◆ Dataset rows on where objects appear
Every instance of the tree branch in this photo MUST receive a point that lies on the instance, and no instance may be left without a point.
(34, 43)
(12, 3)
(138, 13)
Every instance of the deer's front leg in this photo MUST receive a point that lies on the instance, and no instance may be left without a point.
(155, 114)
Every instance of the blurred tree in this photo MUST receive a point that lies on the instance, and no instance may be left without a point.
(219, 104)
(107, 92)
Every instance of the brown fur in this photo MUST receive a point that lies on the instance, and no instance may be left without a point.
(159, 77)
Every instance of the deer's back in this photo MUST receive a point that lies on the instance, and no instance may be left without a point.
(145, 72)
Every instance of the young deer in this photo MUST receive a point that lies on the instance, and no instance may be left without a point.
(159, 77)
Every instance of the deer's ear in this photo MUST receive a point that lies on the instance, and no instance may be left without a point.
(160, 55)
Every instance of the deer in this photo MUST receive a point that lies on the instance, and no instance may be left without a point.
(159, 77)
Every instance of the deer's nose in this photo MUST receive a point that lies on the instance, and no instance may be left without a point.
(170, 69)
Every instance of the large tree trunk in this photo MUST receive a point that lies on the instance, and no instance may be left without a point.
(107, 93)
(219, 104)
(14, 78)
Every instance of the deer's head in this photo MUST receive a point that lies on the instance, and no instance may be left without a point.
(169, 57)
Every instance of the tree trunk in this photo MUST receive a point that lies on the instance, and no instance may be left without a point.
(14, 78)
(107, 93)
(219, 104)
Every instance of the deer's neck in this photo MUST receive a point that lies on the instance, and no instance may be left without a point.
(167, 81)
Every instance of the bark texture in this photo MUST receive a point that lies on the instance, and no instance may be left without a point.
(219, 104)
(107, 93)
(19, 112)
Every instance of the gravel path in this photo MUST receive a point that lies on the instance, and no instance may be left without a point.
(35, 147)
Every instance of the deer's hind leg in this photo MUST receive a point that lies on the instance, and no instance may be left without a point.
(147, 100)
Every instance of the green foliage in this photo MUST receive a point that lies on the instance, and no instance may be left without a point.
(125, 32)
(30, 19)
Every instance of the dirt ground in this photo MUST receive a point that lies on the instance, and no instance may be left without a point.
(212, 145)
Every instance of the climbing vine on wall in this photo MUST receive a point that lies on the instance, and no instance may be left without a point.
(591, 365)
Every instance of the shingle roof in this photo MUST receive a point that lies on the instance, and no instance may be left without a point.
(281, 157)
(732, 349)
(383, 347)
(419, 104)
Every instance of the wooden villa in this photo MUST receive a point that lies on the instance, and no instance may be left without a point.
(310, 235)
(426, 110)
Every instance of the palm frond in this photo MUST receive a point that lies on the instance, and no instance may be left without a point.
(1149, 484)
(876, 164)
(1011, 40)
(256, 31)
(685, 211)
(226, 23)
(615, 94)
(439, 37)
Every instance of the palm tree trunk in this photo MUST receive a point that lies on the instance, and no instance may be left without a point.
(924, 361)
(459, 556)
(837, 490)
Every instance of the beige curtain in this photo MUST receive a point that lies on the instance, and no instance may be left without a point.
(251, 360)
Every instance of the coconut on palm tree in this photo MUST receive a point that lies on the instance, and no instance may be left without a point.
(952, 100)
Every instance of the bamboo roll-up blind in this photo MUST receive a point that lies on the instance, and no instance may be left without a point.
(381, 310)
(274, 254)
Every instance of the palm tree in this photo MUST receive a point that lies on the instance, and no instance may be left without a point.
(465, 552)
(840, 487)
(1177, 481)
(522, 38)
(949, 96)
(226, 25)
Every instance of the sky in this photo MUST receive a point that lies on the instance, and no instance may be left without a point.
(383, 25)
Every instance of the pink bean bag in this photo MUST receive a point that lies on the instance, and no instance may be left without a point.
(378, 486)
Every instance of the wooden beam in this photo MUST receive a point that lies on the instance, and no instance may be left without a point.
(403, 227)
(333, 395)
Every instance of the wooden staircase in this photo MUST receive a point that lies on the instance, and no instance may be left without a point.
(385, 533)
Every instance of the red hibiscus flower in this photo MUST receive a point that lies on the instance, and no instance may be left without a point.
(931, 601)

◆ What needs to be done
The lines to quote run from the one containing "Every instance of the bamboo" through the final line of the material above; please give them exactly, both ends included, and nothing else.

◆ Task result
Every instance of the bamboo roll-up blind in this photo MUST receive a point that lies on the instance, and no instance may be left without a point.
(381, 310)
(274, 254)
Every instance of the palm tree in this photo MUST receive a point that lies on the instance, and no instance may be left without a point.
(465, 552)
(840, 487)
(1177, 481)
(522, 38)
(949, 96)
(226, 25)
Every instance of the sky in this photo MUST receive a point that lies on the instance, and no instance may be left without a point.
(383, 25)
Every instance of the pink bean bag in this photo MUST receive a point that lies on the instance, and no instance may be left without a point.
(378, 486)
Every instance of the wooden beam in this photo MUST receive a point that lies on the instance, and no instance may be left without a point.
(403, 227)
(333, 395)
Every instance of the wooden staircase in this photo MUST receive a point that lies on the instance, and no instance may be left without a point.
(385, 533)
Every instance of the red hibiscus flower in this photo MUST receive a point that lies on the instance, and no instance may be left without a point.
(931, 601)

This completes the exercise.